§ **Source extract**
§ §
It is clear that management has put increased energy into communications as employees report they are being told more compared to earlier this year. So much so that questions around information sharing are the highest scoring in our research and have jumped six percentage points to 72 per cent. This is important, as the open and free sharing of information is the precursor to greater individual empowerment.
Given this positive result, it is not surprising that employees now feel more empowered and responsible, an outcome employers won't want to lose.
Furthermore, workers feel that they are recognised more when they do something well and that their views are listened to more. Trust has had to be given to home workers and they have responded by saying that they are more productive, up eight percentage points.
It has also led to a healthier relationship between managers and workers in many instances, with people saying that they have a good relationship with their line manager having gone up from 70 per cent to 76 per cent.
I'm not a fan of averages. If your head is in the oven and your feet in the fridge, you're an average temperature! An organisation knowing the average scores for employee engagement is all well and good but the real gold is in understanding the highs and lows. So below I've drawn out some of the key points for different groups.
§ §
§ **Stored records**
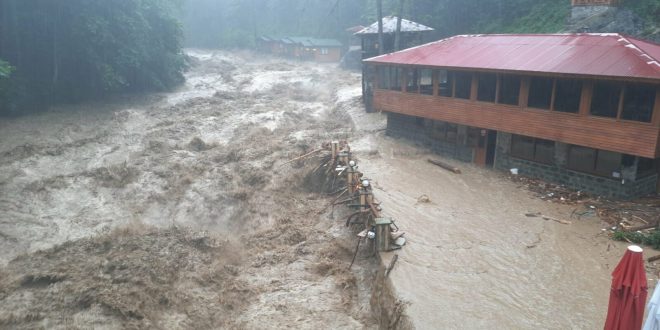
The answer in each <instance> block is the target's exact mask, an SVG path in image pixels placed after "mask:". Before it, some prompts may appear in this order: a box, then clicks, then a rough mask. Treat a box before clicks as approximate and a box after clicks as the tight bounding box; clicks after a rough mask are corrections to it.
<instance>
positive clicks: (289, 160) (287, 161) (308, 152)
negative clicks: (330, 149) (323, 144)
mask: <svg viewBox="0 0 660 330" xmlns="http://www.w3.org/2000/svg"><path fill="white" fill-rule="evenodd" d="M323 150H325V149H316V150H312V151H310V152H308V153H306V154H304V155H302V156H299V157H296V158H294V159H291V160H287V161H286V162H284V163H283V164H282V165H280V166H284V165H286V164H289V163H293V162H295V161H297V160H301V159H304V158H305V157H309V156H311V155H313V154H315V153H317V152H320V151H323Z"/></svg>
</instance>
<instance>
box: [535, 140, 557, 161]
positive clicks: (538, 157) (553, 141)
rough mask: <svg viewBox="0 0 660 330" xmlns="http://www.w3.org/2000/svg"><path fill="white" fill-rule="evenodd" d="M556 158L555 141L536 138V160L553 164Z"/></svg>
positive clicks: (535, 140)
mask: <svg viewBox="0 0 660 330" xmlns="http://www.w3.org/2000/svg"><path fill="white" fill-rule="evenodd" d="M554 159H555V142H554V141H550V140H544V139H534V160H535V161H537V162H539V163H545V164H552V163H553V162H554Z"/></svg>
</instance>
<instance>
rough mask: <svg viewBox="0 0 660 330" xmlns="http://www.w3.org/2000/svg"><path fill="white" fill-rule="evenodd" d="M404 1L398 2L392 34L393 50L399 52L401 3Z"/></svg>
mask: <svg viewBox="0 0 660 330" xmlns="http://www.w3.org/2000/svg"><path fill="white" fill-rule="evenodd" d="M404 2H405V0H399V12H398V13H397V17H396V33H395V34H394V50H395V51H399V50H401V16H403V3H404Z"/></svg>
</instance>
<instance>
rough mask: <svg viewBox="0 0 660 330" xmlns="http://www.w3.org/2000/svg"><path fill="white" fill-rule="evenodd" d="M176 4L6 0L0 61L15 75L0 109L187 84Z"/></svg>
mask: <svg viewBox="0 0 660 330" xmlns="http://www.w3.org/2000/svg"><path fill="white" fill-rule="evenodd" d="M177 5H178V1H177V0H122V1H105V0H67V1H52V0H3V1H2V2H0V12H2V14H1V15H2V16H1V17H0V31H1V33H0V57H2V58H5V59H6V60H8V61H9V62H10V63H11V64H12V66H13V67H15V72H14V73H13V74H12V76H11V78H10V83H9V85H10V91H8V93H5V94H4V95H5V96H4V98H9V100H2V102H0V107H2V108H3V109H0V110H4V111H18V110H17V109H19V108H26V107H31V106H41V105H43V104H48V103H56V102H70V101H79V100H85V99H91V98H96V97H99V96H103V95H106V94H111V93H116V92H139V91H148V90H164V89H167V88H171V87H172V86H175V85H176V84H178V83H180V82H182V81H183V76H182V73H181V72H182V70H183V68H184V65H185V62H184V55H183V53H182V51H181V44H182V36H183V32H182V26H181V25H180V23H179V22H178V20H177V19H176V18H175V10H176V8H177ZM3 66H4V65H3ZM5 71H6V69H2V72H5Z"/></svg>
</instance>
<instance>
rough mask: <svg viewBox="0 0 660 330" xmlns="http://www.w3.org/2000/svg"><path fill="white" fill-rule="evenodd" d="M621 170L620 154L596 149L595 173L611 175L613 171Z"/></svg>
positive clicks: (620, 155)
mask: <svg viewBox="0 0 660 330" xmlns="http://www.w3.org/2000/svg"><path fill="white" fill-rule="evenodd" d="M619 171H621V154H620V153H618V152H612V151H606V150H597V153H596V173H598V174H602V175H605V176H612V173H613V172H619Z"/></svg>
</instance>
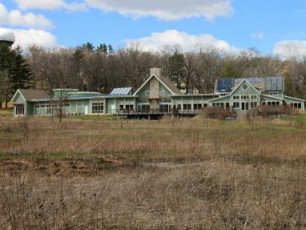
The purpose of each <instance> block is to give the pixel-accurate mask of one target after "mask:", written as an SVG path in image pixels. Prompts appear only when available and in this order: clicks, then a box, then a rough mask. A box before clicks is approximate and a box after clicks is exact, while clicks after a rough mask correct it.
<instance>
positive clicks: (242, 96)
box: [241, 95, 249, 100]
mask: <svg viewBox="0 0 306 230" xmlns="http://www.w3.org/2000/svg"><path fill="white" fill-rule="evenodd" d="M241 99H242V100H248V99H249V95H242V96H241Z"/></svg>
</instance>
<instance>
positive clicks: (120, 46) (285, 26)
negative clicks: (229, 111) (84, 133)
mask: <svg viewBox="0 0 306 230" xmlns="http://www.w3.org/2000/svg"><path fill="white" fill-rule="evenodd" d="M0 28H1V29H2V30H3V29H9V30H12V31H13V32H14V33H15V35H16V43H18V44H20V45H22V46H23V47H24V48H25V49H26V47H27V46H28V45H30V44H32V43H35V44H38V45H41V46H45V47H57V46H64V47H75V46H77V45H81V44H82V43H85V42H87V41H89V42H92V43H93V44H94V45H98V44H100V43H107V44H112V45H113V47H114V48H115V49H117V48H124V47H126V46H129V45H130V44H131V43H133V44H134V43H136V44H138V45H139V47H140V48H142V49H144V50H154V51H158V50H160V49H162V47H164V46H165V45H170V46H173V45H176V44H177V45H179V46H181V47H182V49H183V50H186V51H189V50H195V49H197V48H198V47H199V46H206V45H208V44H209V45H214V46H216V47H217V48H220V49H222V50H225V51H229V52H239V51H240V50H243V49H248V48H251V47H252V48H256V49H257V50H258V51H260V53H261V54H266V53H270V54H284V53H286V52H288V50H289V51H290V52H291V53H294V54H301V55H305V54H306V1H301V0H291V1H285V0H284V1H279V0H265V1H264V0H256V1H255V0H189V1H183V0H155V1H146V0H0ZM288 44H290V45H288ZM288 47H291V48H290V49H289V48H288ZM292 47H293V48H292Z"/></svg>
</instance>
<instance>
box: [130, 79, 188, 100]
mask: <svg viewBox="0 0 306 230" xmlns="http://www.w3.org/2000/svg"><path fill="white" fill-rule="evenodd" d="M153 77H155V78H156V79H157V80H158V81H159V82H160V83H161V84H163V86H165V87H166V88H167V89H168V90H169V91H170V93H172V94H173V95H180V94H183V93H182V92H181V91H180V90H179V89H178V88H177V87H176V86H175V85H174V84H173V82H172V81H170V80H169V79H168V78H165V77H157V76H156V75H154V74H152V75H151V76H150V77H149V78H148V79H147V80H146V81H145V82H144V83H143V84H142V85H141V86H140V87H139V88H138V89H137V90H136V92H135V93H134V94H133V95H136V94H137V93H138V92H139V91H140V90H141V89H142V88H143V87H144V86H145V85H146V84H147V83H148V82H149V81H150V80H151V79H152V78H153Z"/></svg>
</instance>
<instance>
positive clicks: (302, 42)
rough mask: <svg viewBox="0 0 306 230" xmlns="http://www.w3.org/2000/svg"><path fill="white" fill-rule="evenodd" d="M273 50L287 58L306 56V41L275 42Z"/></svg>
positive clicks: (275, 51) (277, 53)
mask: <svg viewBox="0 0 306 230" xmlns="http://www.w3.org/2000/svg"><path fill="white" fill-rule="evenodd" d="M273 52H274V53H275V54H277V55H279V56H281V57H283V58H285V59H290V58H301V57H304V56H306V41H295V40H289V41H281V42H278V43H276V44H275V46H274V49H273Z"/></svg>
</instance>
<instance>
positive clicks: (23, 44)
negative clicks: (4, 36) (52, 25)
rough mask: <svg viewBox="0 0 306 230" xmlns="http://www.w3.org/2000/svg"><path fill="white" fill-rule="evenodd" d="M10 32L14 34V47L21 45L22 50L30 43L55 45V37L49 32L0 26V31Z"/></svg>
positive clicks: (54, 45) (30, 45) (47, 45)
mask: <svg viewBox="0 0 306 230" xmlns="http://www.w3.org/2000/svg"><path fill="white" fill-rule="evenodd" d="M3 32H12V33H14V34H15V43H14V45H13V46H14V47H16V46H18V45H19V46H21V47H22V49H23V50H26V49H28V48H29V47H30V46H32V45H36V46H39V47H44V48H54V47H57V46H58V44H57V40H56V38H55V37H54V36H53V35H52V34H51V33H49V32H46V31H44V30H36V29H29V30H21V29H7V28H1V27H0V33H3Z"/></svg>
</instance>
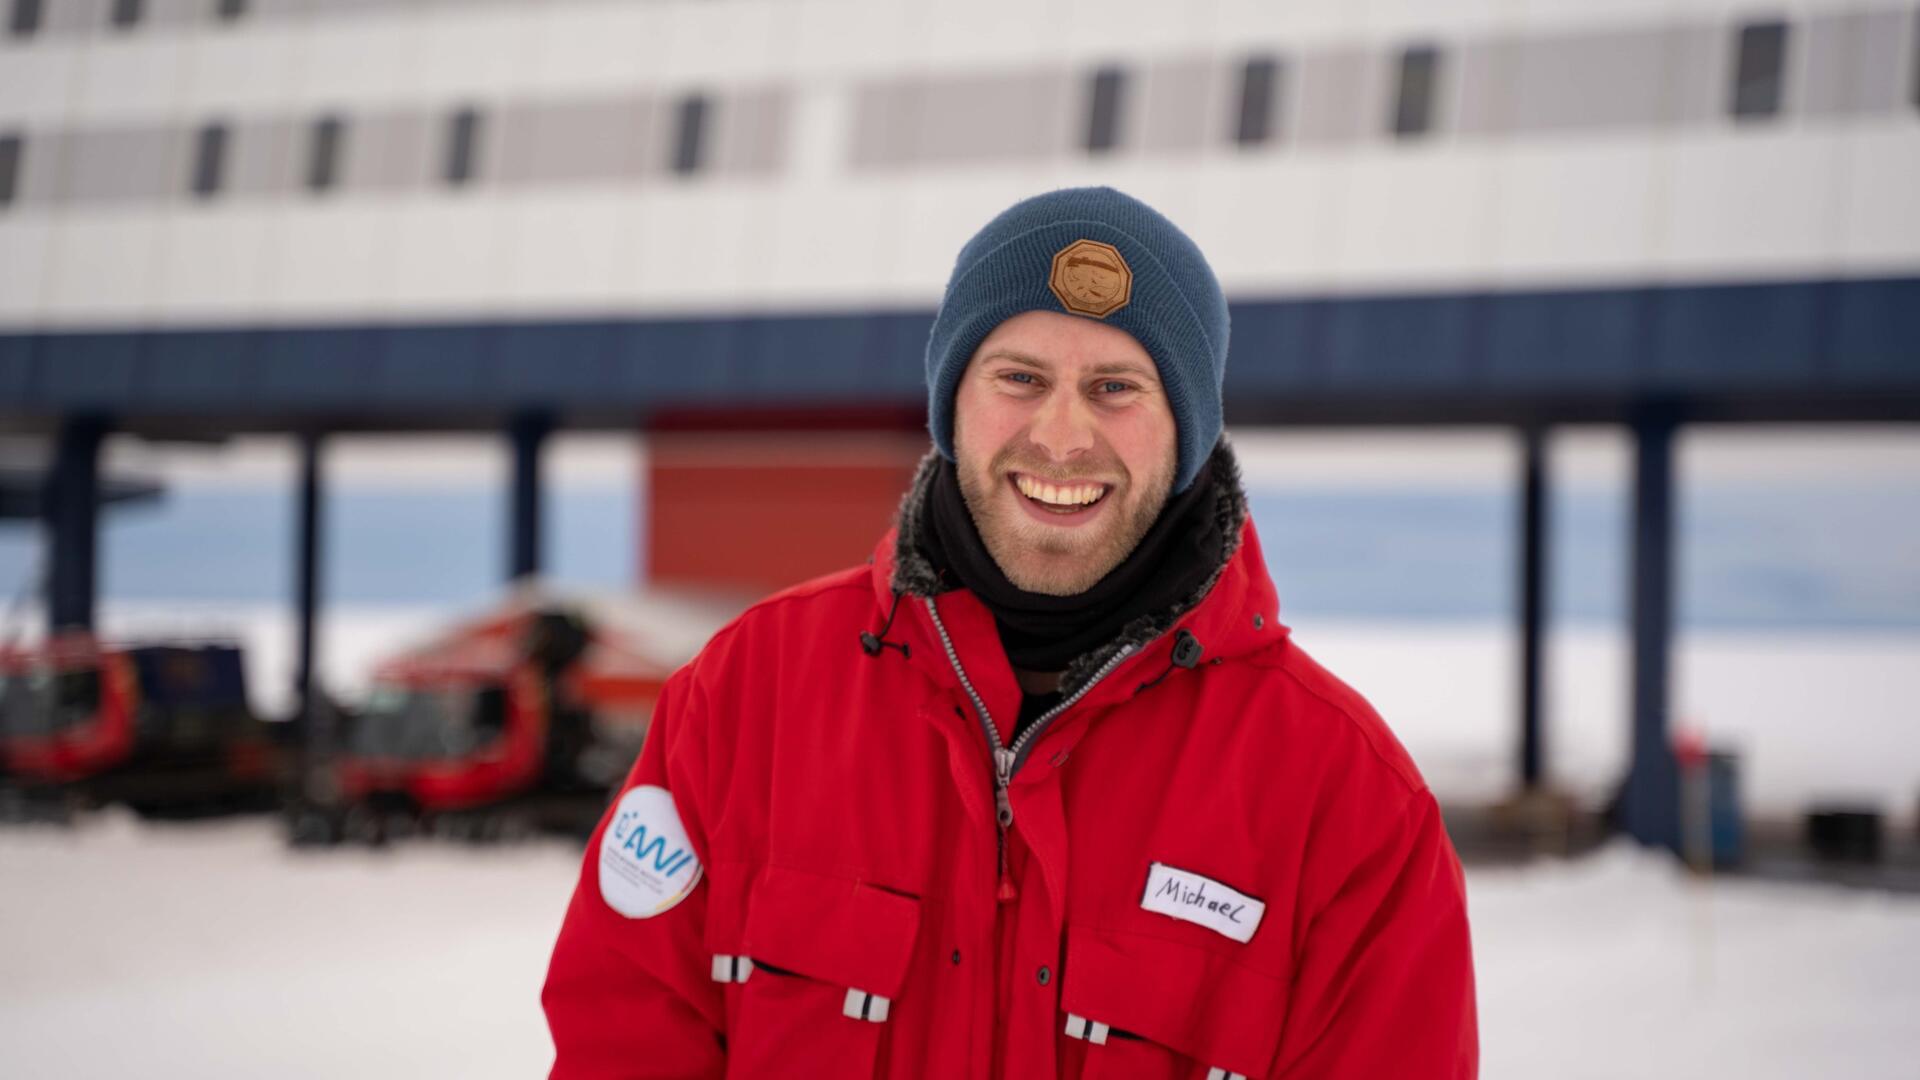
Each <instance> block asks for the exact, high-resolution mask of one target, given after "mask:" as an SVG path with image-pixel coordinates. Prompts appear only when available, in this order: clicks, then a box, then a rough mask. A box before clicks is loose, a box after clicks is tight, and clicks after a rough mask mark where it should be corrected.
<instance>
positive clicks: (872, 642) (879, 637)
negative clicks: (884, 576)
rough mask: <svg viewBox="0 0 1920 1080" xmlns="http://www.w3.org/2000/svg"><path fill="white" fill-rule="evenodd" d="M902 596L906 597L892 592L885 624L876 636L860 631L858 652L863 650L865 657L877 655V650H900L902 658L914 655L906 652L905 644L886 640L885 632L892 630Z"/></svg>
mask: <svg viewBox="0 0 1920 1080" xmlns="http://www.w3.org/2000/svg"><path fill="white" fill-rule="evenodd" d="M904 596H906V594H904V592H900V590H893V607H889V609H887V623H885V625H883V626H881V628H879V632H877V634H874V632H872V630H860V650H864V651H866V655H879V650H900V655H904V657H912V655H914V653H912V651H908V648H906V642H889V640H887V630H891V628H893V617H895V615H899V613H900V598H904Z"/></svg>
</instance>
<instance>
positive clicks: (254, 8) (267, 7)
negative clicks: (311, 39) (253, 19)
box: [242, 0, 326, 19]
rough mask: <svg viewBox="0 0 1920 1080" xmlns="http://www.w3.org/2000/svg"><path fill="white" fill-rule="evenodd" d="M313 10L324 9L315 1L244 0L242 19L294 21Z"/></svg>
mask: <svg viewBox="0 0 1920 1080" xmlns="http://www.w3.org/2000/svg"><path fill="white" fill-rule="evenodd" d="M315 8H323V10H324V8H326V4H321V2H317V0H246V15H242V17H244V19H296V17H301V15H305V13H309V12H313V10H315Z"/></svg>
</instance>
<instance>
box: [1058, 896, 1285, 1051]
mask: <svg viewBox="0 0 1920 1080" xmlns="http://www.w3.org/2000/svg"><path fill="white" fill-rule="evenodd" d="M1060 1003H1062V1009H1064V1011H1066V1017H1062V1020H1064V1038H1066V1040H1068V1042H1066V1043H1064V1045H1062V1063H1064V1068H1062V1074H1064V1076H1081V1078H1083V1080H1098V1078H1117V1076H1137V1078H1156V1080H1158V1078H1167V1080H1173V1078H1179V1080H1231V1078H1235V1076H1240V1078H1246V1076H1265V1074H1267V1070H1269V1068H1271V1065H1273V1055H1275V1051H1277V1049H1279V1042H1281V1022H1283V1019H1284V1015H1286V982H1283V980H1279V978H1275V976H1271V974H1265V972H1258V970H1254V969H1250V967H1246V965H1242V963H1236V961H1233V959H1229V957H1225V955H1221V953H1215V951H1212V949H1204V947H1200V945H1188V944H1185V942H1173V940H1167V938H1156V936H1146V934H1129V932H1121V930H1092V928H1087V926H1073V928H1069V932H1068V963H1066V980H1064V982H1062V986H1060Z"/></svg>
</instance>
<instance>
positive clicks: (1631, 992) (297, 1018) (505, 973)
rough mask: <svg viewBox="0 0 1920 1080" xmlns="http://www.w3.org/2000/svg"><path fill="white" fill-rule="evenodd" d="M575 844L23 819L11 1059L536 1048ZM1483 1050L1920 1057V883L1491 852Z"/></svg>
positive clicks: (550, 1051) (527, 1071)
mask: <svg viewBox="0 0 1920 1080" xmlns="http://www.w3.org/2000/svg"><path fill="white" fill-rule="evenodd" d="M578 863H580V855H578V849H574V847H570V846H566V844H543V842H541V844H518V846H507V847H459V846H445V844H426V842H419V844H403V846H397V847H394V849H386V851H361V849H348V851H290V849H286V847H284V846H282V844H280V838H278V830H276V828H275V826H273V824H271V822H267V821H261V819H252V821H228V822H213V824H142V822H138V821H134V819H131V817H127V815H121V813H106V815H98V817H94V819H88V821H84V822H83V824H81V826H77V828H71V830H61V828H8V830H0V880H4V882H6V886H4V890H0V972H6V978H0V1072H4V1074H8V1076H61V1078H77V1080H83V1078H94V1076H98V1078H109V1076H111V1078H119V1076H129V1074H140V1076H159V1078H169V1076H192V1078H209V1080H221V1078H253V1076H276V1078H307V1076H313V1078H321V1076H326V1078H338V1076H355V1078H367V1080H378V1078H386V1076H394V1078H401V1076H407V1078H413V1076H463V1078H488V1076H503V1078H505V1076H516V1078H524V1076H538V1074H541V1072H543V1070H545V1067H547V1063H549V1061H551V1043H549V1042H547V1034H545V1022H543V1019H541V1013H540V1003H538V994H540V984H541V978H543V974H545V959H547V949H549V947H551V944H553V934H555V930H557V926H559V920H561V915H563V909H564V903H566V897H568V892H570V888H572V880H574V874H576V872H578ZM1469 907H1471V917H1473V932H1475V957H1476V961H1475V963H1476V970H1478V994H1480V1036H1482V1053H1484V1068H1482V1076H1488V1078H1496V1080H1498V1078H1532V1076H1555V1078H1565V1080H1580V1078H1609V1080H1611V1078H1619V1076H1730V1078H1732V1076H1738V1078H1741V1080H1772V1078H1782V1080H1786V1078H1795V1080H1797V1078H1805V1076H1847V1078H1849V1080H1876V1078H1889V1080H1891V1078H1910V1076H1912V1074H1914V1072H1912V1061H1914V1055H1916V1051H1920V1034H1916V1028H1914V1024H1912V1017H1916V1015H1920V965H1914V957H1920V899H1914V897H1895V896H1884V894H1872V892H1843V890H1837V888H1830V886H1786V884H1764V882H1749V880H1728V878H1720V880H1713V882H1705V884H1703V882H1699V880H1693V878H1690V876H1686V874H1684V872H1682V871H1680V869H1678V867H1676V865H1674V863H1672V861H1670V859H1667V857H1663V855H1657V853H1649V851H1640V849H1634V847H1628V846H1624V844H1622V846H1613V847H1605V849H1601V851H1599V853H1596V855H1590V857H1586V859H1580V861H1571V863H1561V861H1546V863H1536V865H1528V867H1515V869H1471V871H1469Z"/></svg>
§ §
§ **Task 1**
Do these statements agree with the employee engagement commentary? Answer yes or no for each and quote the deciding words. (a) Questions about information sharing scored highest in the research. (b) Home workers say they have become less productive. (c) The share of people reporting a good relationship with their line manager rose from 70 to 76 percent.
§ **Task 2**
What numerical figures does the employee engagement commentary give? List every one.
§ **Task 3**
Continue the employee engagement commentary from its final sentence.

§ **Response box 1**
(a) Yes: "questions around information sharing are the highest scoring in our research"
(b) No: "they have responded by saying that they are more productive, up eight percentage points"
(c) Yes: "people saying that they have a good relationship with their line manager having gone up from 70 per cent to 76 per cent"

§ **Response box 2**
six percentage points; 72 per cent; eight percentage points; 70 per cent; 76 per cent

§ **Response box 3**
Over the lockdown period we have seen men become increasingly happy at work. In a reversal of 2019, men have overtaken women slightly, with the latter group feeling least heard at work. Childcare responsibilities during lockdown fell usually to women who suddenly had to juggle caring and teaching children as well as working their usual 9pm-5pm job.
We have seen an improvement in happiness across all age groups this year, although 19-24-year-olds have beneﬁted the least over lockdown, mainly due to a lack of face-to-face direction from more senior team members and the absence of socialising.
Younger workers usually have a poorer work environment than their older colleagues, often sharing a home with flat mates, and their productivity is more likely to be affected. Younger workers are much keener to return to the office than older workers because older workers believe that they can be more efficient working from home.
There continues to be a worrying ethnicity gap, especially at work. Our data shows that black women are the least likely to feel empowered at work and black men are the least happy at work. The data also reveals a pay gap among ethnicities, with white men and women happier with their pay than all other groups.
Hospitality and retail rank poorly in the Happiest Industries Table, which isn't surprising considering the impact lockdown restrictions continue to have on both sectors. People working in technology are the happiest.
Looking forward, three-quarters of managers currently working from home want to keep doing so in some form post-pandemic. While management score more highly on having company-wide information, they score less well in having sufficient knowledge to do their jobs, meaning training is an issue.
Our research recognises there are things that work less well now than before: creativity, connection, training and career development. Not everyone has a comfortable home or conducive working conditions. So, after the revolution in working practices wrought by the pandemic, I think there needs to be a period of evolution in how we work.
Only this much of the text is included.